Challenge: Gather every line below that contains the word "glove" and copy each one in full.
.....
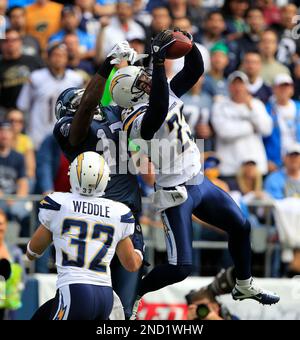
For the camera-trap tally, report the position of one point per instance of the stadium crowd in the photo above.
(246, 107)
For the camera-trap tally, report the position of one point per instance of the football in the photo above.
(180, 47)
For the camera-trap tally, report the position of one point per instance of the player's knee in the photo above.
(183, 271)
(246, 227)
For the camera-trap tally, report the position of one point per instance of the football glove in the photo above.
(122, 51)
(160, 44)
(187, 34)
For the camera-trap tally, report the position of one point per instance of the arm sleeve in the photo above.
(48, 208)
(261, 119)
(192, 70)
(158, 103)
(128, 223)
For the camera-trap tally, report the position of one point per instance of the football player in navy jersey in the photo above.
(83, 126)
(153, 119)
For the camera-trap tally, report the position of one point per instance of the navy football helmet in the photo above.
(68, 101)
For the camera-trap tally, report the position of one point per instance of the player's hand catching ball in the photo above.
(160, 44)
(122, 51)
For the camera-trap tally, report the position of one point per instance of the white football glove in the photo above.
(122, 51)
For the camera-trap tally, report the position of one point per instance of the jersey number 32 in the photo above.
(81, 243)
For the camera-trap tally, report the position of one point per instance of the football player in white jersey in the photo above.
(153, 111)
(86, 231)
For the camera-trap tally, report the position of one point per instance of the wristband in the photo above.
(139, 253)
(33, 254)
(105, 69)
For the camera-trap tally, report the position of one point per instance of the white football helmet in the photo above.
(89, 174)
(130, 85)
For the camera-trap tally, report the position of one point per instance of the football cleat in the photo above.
.....
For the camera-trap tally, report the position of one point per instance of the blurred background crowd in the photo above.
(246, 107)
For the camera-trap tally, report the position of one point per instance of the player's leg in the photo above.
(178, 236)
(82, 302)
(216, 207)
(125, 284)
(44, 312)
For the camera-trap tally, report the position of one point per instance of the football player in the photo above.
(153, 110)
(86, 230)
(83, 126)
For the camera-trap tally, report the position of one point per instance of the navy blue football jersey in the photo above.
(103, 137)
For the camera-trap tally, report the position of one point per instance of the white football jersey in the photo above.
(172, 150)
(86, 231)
.....
Task solution:
For the camera-trap tally, report the position of one point per instance of the football glove in the photo above.
For the camera-trap tally, report the position of one point per instance of the white football glove in the photo above.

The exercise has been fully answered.